> **TASK GOAL**: Return each of the records below word for word, changing nothing.

> **MATERIAL PROVIDED**:
>>>

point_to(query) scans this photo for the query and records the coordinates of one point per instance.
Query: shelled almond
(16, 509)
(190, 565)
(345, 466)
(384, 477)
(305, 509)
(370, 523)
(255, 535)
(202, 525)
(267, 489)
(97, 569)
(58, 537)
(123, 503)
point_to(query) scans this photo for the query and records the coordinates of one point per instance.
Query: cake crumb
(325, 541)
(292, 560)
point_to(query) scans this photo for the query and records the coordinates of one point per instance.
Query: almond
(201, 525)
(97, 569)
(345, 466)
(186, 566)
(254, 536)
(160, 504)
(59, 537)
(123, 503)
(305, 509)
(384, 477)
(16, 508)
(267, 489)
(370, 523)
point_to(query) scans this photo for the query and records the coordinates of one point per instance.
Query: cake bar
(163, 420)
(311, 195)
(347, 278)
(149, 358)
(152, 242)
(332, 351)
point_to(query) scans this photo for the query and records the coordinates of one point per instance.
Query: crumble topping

<<<

> **OUTPUT FOR THIS EXERCISE**:
point_to(query) scans this photo for the query and records the coordinates of one point per instance.
Query: shelled almond
(16, 509)
(190, 565)
(345, 466)
(384, 477)
(305, 509)
(370, 523)
(255, 535)
(202, 525)
(267, 489)
(97, 569)
(58, 537)
(123, 503)
point_to(query) scans this photo for the query and records the coordinates of one point per instance.
Query: cake crumb
(325, 541)
(292, 560)
point_to(query) scans this photo for the query and records the coordinates of one point per instance.
Query: almond
(201, 525)
(97, 569)
(345, 466)
(186, 566)
(254, 536)
(160, 504)
(59, 537)
(123, 503)
(305, 509)
(384, 477)
(16, 508)
(267, 489)
(370, 523)
point_to(query) scans this photo for the query and records the coordinates of one point per instance.
Query: cake bar
(163, 420)
(311, 195)
(347, 278)
(149, 358)
(152, 242)
(332, 351)
point_to(query) scans this photo for the query and records the coordinates of one point per instance.
Query: crumble topping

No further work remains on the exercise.